[Exercise input]
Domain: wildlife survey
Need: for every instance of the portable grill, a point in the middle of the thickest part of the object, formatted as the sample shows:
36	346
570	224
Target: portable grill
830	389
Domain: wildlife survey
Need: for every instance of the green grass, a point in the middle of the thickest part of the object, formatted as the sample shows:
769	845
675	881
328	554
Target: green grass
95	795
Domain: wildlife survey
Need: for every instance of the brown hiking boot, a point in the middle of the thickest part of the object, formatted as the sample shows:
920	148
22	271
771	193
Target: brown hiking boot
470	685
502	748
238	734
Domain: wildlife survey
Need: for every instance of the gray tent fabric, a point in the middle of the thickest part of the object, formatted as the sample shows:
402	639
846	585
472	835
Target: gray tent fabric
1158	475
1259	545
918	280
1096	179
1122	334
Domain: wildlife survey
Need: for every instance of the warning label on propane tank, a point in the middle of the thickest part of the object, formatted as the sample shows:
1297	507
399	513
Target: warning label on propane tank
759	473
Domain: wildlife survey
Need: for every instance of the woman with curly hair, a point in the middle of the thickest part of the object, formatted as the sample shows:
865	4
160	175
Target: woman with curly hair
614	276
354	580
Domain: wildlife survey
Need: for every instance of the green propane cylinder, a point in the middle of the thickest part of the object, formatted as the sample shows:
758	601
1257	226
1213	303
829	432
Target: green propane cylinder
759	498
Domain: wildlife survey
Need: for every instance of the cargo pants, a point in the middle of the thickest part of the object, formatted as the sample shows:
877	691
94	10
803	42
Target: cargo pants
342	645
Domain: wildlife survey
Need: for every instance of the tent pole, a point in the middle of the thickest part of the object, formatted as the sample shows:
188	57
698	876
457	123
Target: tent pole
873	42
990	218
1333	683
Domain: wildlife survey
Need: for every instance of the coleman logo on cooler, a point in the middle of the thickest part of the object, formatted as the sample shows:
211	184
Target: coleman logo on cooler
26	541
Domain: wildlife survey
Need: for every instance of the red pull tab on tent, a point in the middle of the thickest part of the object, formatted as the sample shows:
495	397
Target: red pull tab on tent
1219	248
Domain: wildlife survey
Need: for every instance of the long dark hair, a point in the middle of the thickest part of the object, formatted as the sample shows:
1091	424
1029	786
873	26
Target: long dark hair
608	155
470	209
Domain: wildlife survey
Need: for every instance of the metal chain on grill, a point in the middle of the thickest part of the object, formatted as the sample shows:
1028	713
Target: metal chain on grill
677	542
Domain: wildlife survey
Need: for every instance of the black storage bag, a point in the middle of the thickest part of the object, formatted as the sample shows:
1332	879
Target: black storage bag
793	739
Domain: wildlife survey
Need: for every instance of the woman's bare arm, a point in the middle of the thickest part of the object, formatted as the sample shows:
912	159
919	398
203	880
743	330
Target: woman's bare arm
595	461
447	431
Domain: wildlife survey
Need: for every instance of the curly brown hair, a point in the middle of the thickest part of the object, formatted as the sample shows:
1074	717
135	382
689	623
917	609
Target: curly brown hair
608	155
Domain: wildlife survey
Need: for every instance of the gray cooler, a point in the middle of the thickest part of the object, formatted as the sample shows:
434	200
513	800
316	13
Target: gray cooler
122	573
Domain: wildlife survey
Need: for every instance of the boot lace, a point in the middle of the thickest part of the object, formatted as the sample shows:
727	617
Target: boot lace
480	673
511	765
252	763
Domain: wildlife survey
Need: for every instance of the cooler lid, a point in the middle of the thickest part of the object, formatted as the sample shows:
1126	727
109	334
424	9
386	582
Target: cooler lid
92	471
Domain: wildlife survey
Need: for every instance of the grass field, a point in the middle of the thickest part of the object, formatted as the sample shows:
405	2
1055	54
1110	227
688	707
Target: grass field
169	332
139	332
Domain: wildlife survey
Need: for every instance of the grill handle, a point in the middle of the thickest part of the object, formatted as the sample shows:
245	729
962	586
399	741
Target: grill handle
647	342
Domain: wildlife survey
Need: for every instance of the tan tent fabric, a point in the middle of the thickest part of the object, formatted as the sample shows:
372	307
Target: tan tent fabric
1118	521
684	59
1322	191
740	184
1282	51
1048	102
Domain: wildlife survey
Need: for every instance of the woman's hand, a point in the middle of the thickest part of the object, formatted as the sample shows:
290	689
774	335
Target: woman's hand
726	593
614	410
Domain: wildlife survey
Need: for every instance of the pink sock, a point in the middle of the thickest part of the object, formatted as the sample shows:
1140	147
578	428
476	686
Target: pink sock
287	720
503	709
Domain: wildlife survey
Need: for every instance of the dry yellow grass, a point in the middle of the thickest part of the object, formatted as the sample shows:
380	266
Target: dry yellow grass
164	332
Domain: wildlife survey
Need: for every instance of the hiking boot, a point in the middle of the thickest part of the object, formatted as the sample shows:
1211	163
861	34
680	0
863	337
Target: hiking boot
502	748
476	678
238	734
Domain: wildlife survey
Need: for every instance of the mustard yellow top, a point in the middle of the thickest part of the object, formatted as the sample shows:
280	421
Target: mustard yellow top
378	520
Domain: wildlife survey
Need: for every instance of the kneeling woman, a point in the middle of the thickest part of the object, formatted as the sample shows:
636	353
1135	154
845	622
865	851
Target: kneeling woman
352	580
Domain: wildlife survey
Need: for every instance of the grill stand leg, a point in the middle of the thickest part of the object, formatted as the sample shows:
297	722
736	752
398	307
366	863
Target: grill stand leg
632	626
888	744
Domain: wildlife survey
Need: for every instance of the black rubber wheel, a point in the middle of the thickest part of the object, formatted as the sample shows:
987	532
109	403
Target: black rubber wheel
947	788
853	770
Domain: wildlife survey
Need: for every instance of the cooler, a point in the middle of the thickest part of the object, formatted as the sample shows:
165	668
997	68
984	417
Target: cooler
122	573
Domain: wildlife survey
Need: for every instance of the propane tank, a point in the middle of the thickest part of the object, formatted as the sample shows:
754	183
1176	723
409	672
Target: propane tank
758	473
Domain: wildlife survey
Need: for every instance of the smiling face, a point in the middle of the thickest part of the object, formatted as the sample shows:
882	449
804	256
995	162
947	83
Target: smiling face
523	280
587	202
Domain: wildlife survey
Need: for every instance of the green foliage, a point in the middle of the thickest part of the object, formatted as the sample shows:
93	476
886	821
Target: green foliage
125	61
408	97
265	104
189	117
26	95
[/Exercise input]
• [Your goal]
Every record above must be repeated word for word.

• [Result of the exercise]
Domain: wildlife survey
Need: for every instance of the portable grill, a point in the middle of the thickest part of the object, formatted as the sample shows:
36	346
570	224
Target: portable grill
830	389
Domain: wildlife survey
Need: for every instance of the green grass, a point in the middle of the thickest part of the object, formatted as the sample shows:
769	845
675	881
328	554
Target: green grass
95	795
Domain: wildlife survey
Need: for every instance of the brown hiking boot, a point in the middle of the thickest part of the object, formatted as the sample shows:
920	148
22	271
771	193
Target: brown hiking boot
470	685
502	748
238	734
Domain: wildlife survey
Need: for every instance of the gray tent fabric, a point in the middle of the thickest part of the object, formatted as the sample shows:
402	639
846	585
472	835
Target: gray tent fabric
1158	475
1259	545
918	280
1096	179
1122	334
Domain: wildlife survey
Need: for every instance of the warning label on propane tank, a point in the middle of the thickest part of the object, formatted as the sample shows:
1297	507
399	513
Target: warning label on propane tank
759	473
Domain: wildlife survey
Need: for every instance of the woman with curly hair, a point in the middle of the thickest part of the object, formatted as the sample shows:
865	4
160	175
Target: woman with curly hair
614	276
354	580
Domain: wildlife survey
Need: for every instance of the green propane cylinder, a point in the middle of the thickest part of the object, formatted as the sample shows:
758	601
1257	226
1213	303
829	432
Target: green propane cylinder
759	498
Domain: wildlife survey
Need: for every instance of the cargo pants, a point in the middle of the thickest part of the object, formatted as the sample shows:
877	691
94	10
803	42
Target: cargo pants
342	645
Domain: wildlife survey
Need: for every instance of the tent pole, a point in the middle of the thickest part of the object, formatted as the sample shows:
188	57
698	876
457	123
Target: tent pole
873	42
990	218
1333	683
Domain: wildlife survey
Need: for every instance of the coleman logo on cooler, a point in the middle of the thickest part of the object, formatted as the sample shows:
211	184
Target: coleman logo on cooler
26	541
Domain: wildlife survey
Need: for every instance of the red pull tab on tent, a point in the middle of the thickest part of the object, formatted as the sample shows:
495	397
Target: red pull tab on tent
1219	248
Domain: wildlife survey
Need: for every instance of the long dark hair, a point in the middle of the thickest part of the object, formatted as the sample shows:
1091	424
1029	786
873	26
Target: long dark hair
608	155
470	209
Domain: wildlife survey
Need: for every instance of the metal chain on grill, a point in the middle of the thickest part of the object, formatted as the sample shows:
1028	713
Target: metal chain on grill
677	542
Domain: wildlife survey
Need: for every instance of the black storage bag, a point in the middle of the thickest part of the object, formatted as the sample shows:
1332	879
Target: black storage bag
793	739
Domain: wildlife survey
Need: for every instance of the woman's bare arm, a point in the middle of the thickest part of the object, formatted as the sample shows:
912	159
919	398
203	880
743	330
Target: woman's bare arm
595	461
447	431
Domain: wildlife survey
Need: for every instance of the curly brown hair, a point in the middle of the thickest part of the object, formatted as the sample shows:
1074	717
135	382
689	623
917	609
Target: curly brown hair
608	155
Domain: wildlife survey
Need: for every instance of the gray cooler, a point in the middle of the thickest part of the object, formatted as the sample shows:
434	200
513	800
316	13
Target: gray cooler
122	573
Domain: wildlife survey
Need: for every instance of the boot lace, a point in the middle of the thickest part of the object, formatted as the sample shows:
727	617
Target: boot lace
480	673
511	765
252	763
Domain: wildlife survey
Need: for every instance of the cooler lid, a point in the middle of the thickest part of the object, formatted as the sample shows:
1126	727
109	334
424	9
386	582
Target: cooler lid
92	471
Domain: wildlife survey
Need: for every instance of the grass field, a point in the middle of the thickest part of the object, formatted as the sample shows:
405	2
1055	54
1110	227
688	707
Target: grass field
169	332
139	332
Domain: wildlife survey
Need: for every instance of the grill handle, a point in the middle of the thickest part of the object, formatted as the sample shows:
245	729
962	586
399	741
Target: grill handle
647	342
Domain: wildlife survey
Need: for every instance of the tan tent fabric, a point in the middle of the thickest part of the object, formatted as the sample shows:
372	307
Target: tan tent fabric
1118	521
684	59
1322	191
740	184
1282	51
1048	102
Domain: wildlife survey
Need: for every instance of the woman's hand, a point in the middle of the thickest part of the object, formatted as the sample shows:
290	689
774	335
Target: woman's hand
726	593
614	410
Domain: wildlife survey
Need: for every instance of the pink sock, a point in the middle of the thickest part of the object, formatted as the sample shows:
1140	147
578	428
476	686
Target: pink sock
287	720
503	709
Domain: wildlife survey
Need: for every instance of the dry yellow grass, a point in the middle of the thickest part of the object, formatted as the sample shows:
380	266
Target: dry yellow grass
164	332
Domain: wildlife survey
Need: for every instance of the hiking boot, a point in the middle of the thickest part of the object, formatted as the sample shows:
1211	163
861	34
680	0
863	337
Target: hiking boot
502	748
476	678
238	734
Domain: wildlife survey
Need: for every instance of the mustard yellow top, a point in the middle of the thickest part of the object, formatted as the sample shows:
280	421
Target: mustard yellow top
378	520
Domain: wildlife survey
Need: for every instance of the kneeling woman, a point in the middle of the thickest part of the object, formatted as the sample shows:
636	353
1135	154
845	622
865	851
Target: kneeling woman
352	580
Domain: wildlife survey
Need: for every instance of the grill stand leg, a point in the middle of the thickest part of the object, formatted as the sample shows:
297	722
736	752
398	307
366	863
Target: grill stand leg
632	626
888	744
Domain: wildlife survey
Need: for every instance of the black rubber wheel, a point in the middle of the thickest part of the object, formatted as the sample shows:
987	532
109	403
Target: black rubber wheel
947	788
853	770
Domain: wildlife survey
Need: for every instance of the cooler, a point in the middle of the thickest part of the object, formatted as the sample shows:
165	668
997	68
984	417
Target: cooler
122	573
Domain: wildlife survey
Need: for every instance of the propane tank, a point in the middle of the thickest part of the object, formatted as the sample shows:
754	183
1176	723
409	672
Target: propane tank
758	473
Domain: wildlife survey
Need: for every instance of the smiling face, a point in the middle of the thickest part of the object, formatted as the sample shows:
882	449
804	256
995	162
947	83
Target: smiling face
523	280
587	202
Domain: wildlife survey
Need: for every instance of the green foliage, a point in the middle of the thickest part of the object, formatted as the sample shows:
93	476
886	821
Target: green foliage
125	61
408	97
265	104
189	117
26	95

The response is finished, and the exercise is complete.